■ **TASK OBJECTIVE**: Rename "row-crop scouting" to "field crop survey" everywhere in the listing below and leave every other line untouched.

Collected data entries
:::::
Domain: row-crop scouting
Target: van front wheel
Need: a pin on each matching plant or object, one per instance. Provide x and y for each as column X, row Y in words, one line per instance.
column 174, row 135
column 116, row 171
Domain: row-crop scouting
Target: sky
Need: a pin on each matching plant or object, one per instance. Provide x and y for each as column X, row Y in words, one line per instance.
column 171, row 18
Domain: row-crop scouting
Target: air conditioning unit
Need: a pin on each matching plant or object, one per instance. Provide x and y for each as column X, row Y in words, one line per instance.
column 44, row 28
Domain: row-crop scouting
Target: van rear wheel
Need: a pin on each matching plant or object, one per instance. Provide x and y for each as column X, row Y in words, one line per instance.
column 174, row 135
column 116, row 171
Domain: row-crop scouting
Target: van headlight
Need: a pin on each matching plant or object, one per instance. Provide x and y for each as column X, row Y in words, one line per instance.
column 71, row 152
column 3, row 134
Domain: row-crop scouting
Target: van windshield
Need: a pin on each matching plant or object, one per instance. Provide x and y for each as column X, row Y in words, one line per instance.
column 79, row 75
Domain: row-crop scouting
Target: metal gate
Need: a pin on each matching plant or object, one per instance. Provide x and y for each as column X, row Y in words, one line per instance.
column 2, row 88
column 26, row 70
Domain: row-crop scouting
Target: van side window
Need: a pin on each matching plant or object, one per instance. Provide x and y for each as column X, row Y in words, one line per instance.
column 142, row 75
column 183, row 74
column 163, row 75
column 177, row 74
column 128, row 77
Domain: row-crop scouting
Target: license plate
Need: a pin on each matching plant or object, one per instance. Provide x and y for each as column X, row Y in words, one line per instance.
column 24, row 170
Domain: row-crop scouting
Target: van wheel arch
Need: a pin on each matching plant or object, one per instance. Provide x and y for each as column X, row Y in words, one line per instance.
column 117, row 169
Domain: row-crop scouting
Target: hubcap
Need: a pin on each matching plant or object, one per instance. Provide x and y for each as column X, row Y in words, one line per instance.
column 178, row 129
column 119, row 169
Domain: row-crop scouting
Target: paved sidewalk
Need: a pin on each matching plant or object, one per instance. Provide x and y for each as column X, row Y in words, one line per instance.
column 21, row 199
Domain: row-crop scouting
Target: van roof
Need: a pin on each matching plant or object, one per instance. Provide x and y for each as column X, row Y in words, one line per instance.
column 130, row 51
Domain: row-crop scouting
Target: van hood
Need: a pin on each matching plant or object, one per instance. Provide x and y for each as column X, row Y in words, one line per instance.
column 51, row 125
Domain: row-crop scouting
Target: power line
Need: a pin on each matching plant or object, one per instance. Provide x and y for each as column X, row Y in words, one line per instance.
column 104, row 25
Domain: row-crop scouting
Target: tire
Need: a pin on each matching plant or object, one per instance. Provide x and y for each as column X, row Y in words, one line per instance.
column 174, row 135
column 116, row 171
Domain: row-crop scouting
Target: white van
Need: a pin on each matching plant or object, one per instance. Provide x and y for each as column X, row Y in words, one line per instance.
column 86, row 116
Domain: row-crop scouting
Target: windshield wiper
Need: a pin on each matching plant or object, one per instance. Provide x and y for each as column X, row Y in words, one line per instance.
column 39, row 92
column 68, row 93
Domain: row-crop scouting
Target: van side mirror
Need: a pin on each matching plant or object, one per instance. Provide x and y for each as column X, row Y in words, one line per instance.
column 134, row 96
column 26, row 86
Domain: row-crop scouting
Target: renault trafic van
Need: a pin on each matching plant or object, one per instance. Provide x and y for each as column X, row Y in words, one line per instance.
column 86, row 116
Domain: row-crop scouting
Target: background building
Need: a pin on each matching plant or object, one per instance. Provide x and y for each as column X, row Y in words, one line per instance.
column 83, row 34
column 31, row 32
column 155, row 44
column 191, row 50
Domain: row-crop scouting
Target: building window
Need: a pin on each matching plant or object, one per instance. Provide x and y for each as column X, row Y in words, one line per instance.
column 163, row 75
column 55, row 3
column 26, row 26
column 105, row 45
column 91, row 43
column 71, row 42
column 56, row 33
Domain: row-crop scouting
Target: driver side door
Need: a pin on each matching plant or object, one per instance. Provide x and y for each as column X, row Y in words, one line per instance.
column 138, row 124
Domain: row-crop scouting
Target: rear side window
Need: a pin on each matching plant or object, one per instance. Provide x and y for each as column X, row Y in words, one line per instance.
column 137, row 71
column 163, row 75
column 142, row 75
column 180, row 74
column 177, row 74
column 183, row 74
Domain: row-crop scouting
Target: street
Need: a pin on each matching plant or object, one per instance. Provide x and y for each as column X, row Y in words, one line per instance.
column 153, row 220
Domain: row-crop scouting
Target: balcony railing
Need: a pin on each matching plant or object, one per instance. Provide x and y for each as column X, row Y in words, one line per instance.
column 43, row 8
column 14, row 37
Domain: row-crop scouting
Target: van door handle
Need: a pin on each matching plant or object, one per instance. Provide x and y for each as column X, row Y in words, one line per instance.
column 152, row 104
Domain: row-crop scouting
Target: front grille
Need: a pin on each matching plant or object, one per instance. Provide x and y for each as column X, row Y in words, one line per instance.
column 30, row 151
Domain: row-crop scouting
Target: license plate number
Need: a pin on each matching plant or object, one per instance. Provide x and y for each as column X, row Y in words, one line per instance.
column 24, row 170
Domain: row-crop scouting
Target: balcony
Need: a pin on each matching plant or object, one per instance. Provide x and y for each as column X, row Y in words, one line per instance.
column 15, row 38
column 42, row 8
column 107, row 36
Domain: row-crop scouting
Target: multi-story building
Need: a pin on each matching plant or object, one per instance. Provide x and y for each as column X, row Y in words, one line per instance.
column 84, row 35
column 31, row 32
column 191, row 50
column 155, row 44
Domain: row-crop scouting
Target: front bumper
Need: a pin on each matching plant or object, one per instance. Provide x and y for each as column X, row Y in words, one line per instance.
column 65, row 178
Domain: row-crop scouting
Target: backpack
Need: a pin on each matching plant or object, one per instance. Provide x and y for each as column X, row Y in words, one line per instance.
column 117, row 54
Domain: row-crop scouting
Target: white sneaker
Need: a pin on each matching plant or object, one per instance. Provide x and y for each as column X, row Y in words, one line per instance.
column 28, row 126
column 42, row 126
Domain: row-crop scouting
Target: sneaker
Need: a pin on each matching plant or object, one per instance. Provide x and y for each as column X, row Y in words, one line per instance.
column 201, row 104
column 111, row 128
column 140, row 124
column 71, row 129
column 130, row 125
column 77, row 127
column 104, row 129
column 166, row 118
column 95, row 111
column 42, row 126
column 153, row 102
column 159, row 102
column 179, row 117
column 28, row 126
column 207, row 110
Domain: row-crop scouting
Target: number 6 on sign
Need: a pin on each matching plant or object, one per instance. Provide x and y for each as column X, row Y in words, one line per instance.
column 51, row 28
:::::
■ **CORRECT RESPONSE**:
Domain: field crop survey
Target: van front wheel
Need: a pin on each matching plant or object, one per instance. Provide x and y for each as column X, row Y in words, one line per instance.
column 174, row 135
column 116, row 171
Domain: field crop survey
Target: sky
Need: a pin on each matching plant or object, one per instance. Provide x and y for each as column X, row Y in words, one line per instance.
column 171, row 18
Domain: field crop survey
Target: air conditioning unit
Need: a pin on each matching plant or object, one per instance. Provide x and y for each as column X, row Y in words, one line per instance.
column 44, row 28
Domain: field crop survey
Target: van rear wheel
Need: a pin on each matching plant or object, one per instance. Provide x and y for each as column X, row Y in words, one line per instance.
column 174, row 135
column 116, row 171
Domain: field crop survey
Target: van headlight
Need: a pin on each matching plant or object, one per instance. Provide x and y for each as column X, row Y in words, one line per instance.
column 71, row 152
column 3, row 134
Domain: field crop survey
Target: van windshield
Need: a pin on each matching plant or object, one per instance. Provide x and y for each as column X, row Y in words, one line per instance.
column 79, row 75
Domain: field crop survey
Target: metal gate
Need: a pin on each matching plant or object, one per instance. Provide x and y for each as column X, row Y in words, one line per instance.
column 2, row 88
column 26, row 70
Domain: field crop survey
Target: van side window
Need: a pin on each matching plant or object, one per instance. Provide x and y for each as column X, row Y in words, one line per instance.
column 142, row 75
column 183, row 74
column 163, row 75
column 177, row 74
column 128, row 77
Domain: field crop survey
Target: license plate
Need: a pin on each matching plant or object, one per instance. Provide x and y for each as column X, row Y in words, one line per instance.
column 24, row 170
Domain: field crop survey
Target: van wheel arch
Need: a pin on each matching plant or object, one per instance. Provide x and y for each as column X, row Y in words, one line per instance.
column 117, row 169
Domain: field crop survey
Target: hubcap
Need: a pin on each matching plant or object, one per instance. Provide x and y for each as column X, row Y in words, one line per instance.
column 178, row 129
column 119, row 169
Domain: field crop survey
Target: paved sidewalk
Need: a pin on each matching plant or object, one per instance. Provide x and y for each as column X, row Y in words, one line per instance.
column 21, row 199
Domain: field crop survey
Target: van roof
Need: a pin on each matching plant or object, one per instance. Provide x and y for each as column X, row Y in words, one line per instance.
column 130, row 51
Domain: field crop survey
Target: van hood
Need: a pin on each matching plant or object, one per instance. Provide x and y for each as column X, row Y in words, one line per instance.
column 51, row 125
Domain: field crop survey
Target: power line
Need: a pin on each matching plant or object, one per instance. Provide x and y for each as column X, row Y in words, one line per instance.
column 104, row 25
Domain: field crop survey
Target: tire
Need: a pin on each matching plant or object, one per instance. Provide x and y for each as column X, row Y in words, one line per instance.
column 174, row 135
column 116, row 171
Domain: field crop survey
Target: white van
Need: a pin on each matching plant or object, one per instance. Provide x and y for each as column X, row Y in words, one line per instance.
column 86, row 116
Domain: field crop survey
Target: windshield wiper
Need: a pin on each matching plant or object, one per instance. Provide x and y for each as column X, row Y in words, one line per instance.
column 39, row 92
column 68, row 93
Domain: field crop survey
Target: van side mirror
Need: a pin on each matching plant or object, one per instance. Provide x and y for each as column X, row Y in words, one line per instance.
column 134, row 96
column 26, row 86
Domain: field crop survey
Target: renault trafic van
Need: a pin on each matching plant or object, one per instance. Provide x and y for each as column X, row Y in words, one line per instance.
column 86, row 116
Domain: field crop survey
Target: background building
Need: a pin on each matching plant or object, one per instance. Provide x and y for each as column X, row Y in words, one line per instance.
column 83, row 34
column 31, row 32
column 155, row 44
column 191, row 50
Domain: field crop survey
Target: building window
Need: a pin on each matching plant or object, one per instance. Provide x and y for each as column X, row Y in words, one line per instance.
column 163, row 75
column 55, row 3
column 26, row 26
column 105, row 45
column 91, row 43
column 71, row 42
column 56, row 33
Domain: field crop survey
Target: driver side door
Need: a pin on each matching plant or object, one per instance. Provide x and y for each as column X, row Y in words, one line per instance.
column 138, row 124
Domain: field crop survey
Target: rear side window
Need: a pin on each matching plant or object, one per instance. Provide x and y for each as column X, row Y in words, one line per instance.
column 137, row 71
column 163, row 75
column 142, row 75
column 180, row 74
column 177, row 74
column 183, row 74
Domain: field crop survey
Target: street
Need: a pin on each matching plant or object, one per instance. Provide x and y for each as column X, row Y in words, one line per instance.
column 153, row 220
Domain: field crop survey
Target: balcony railing
Need: a pin on each matching plant or object, one per instance. Provide x and y for each as column X, row Y in words, one line per instance.
column 43, row 8
column 14, row 37
Domain: field crop survey
Target: van door handle
Need: a pin on each matching plant or object, one per instance. Provide x and y for each as column X, row Y in words, one line per instance.
column 152, row 104
Domain: field crop survey
Target: front grille
Need: a pin on each matching plant or object, one per instance. Provide x and y for each as column X, row Y in words, one line per instance.
column 30, row 151
Domain: field crop survey
Target: license plate number
Need: a pin on each matching plant or object, one per instance. Provide x and y for each as column X, row Y in words, one line per instance.
column 24, row 170
Domain: field crop survey
Target: balcony
Need: a pin on each matching plant or object, one per instance. Provide x and y for each as column X, row Y in words, one line per instance.
column 15, row 38
column 42, row 8
column 107, row 36
Domain: field crop survey
Target: multi-story building
Need: a pin on each matching plant or object, one per instance. Provide x and y for each as column X, row Y in words, one line per instance.
column 84, row 35
column 31, row 32
column 191, row 50
column 155, row 44
Domain: field crop survey
Target: front bumper
Need: a pin on each matching plant or object, one per instance. Provide x and y for each as column X, row Y in words, one line per instance.
column 65, row 178
Domain: field crop survey
Target: backpack
Need: a pin on each matching plant or object, one per instance. Provide x and y for each as column X, row Y in words, one line per instance.
column 117, row 54
Domain: field crop survey
Target: white sneaker
Need: a pin on each matching plant or object, one per instance. Provide x and y for each as column X, row Y in words, one line per instance.
column 28, row 126
column 42, row 126
Domain: field crop survey
Target: sneaker
Need: a pin on each matching plant or object, one per instance. Provide x and y for each as column X, row Y in words, one line per instance.
column 201, row 104
column 111, row 128
column 140, row 124
column 71, row 129
column 130, row 125
column 77, row 127
column 104, row 129
column 166, row 118
column 95, row 111
column 42, row 126
column 153, row 102
column 159, row 102
column 179, row 117
column 28, row 126
column 207, row 110
Domain: field crop survey
Target: number 6 on sign
Need: a pin on each matching plant or object, one per instance. Provide x and y for each as column X, row Y in words, one line per instance.
column 51, row 28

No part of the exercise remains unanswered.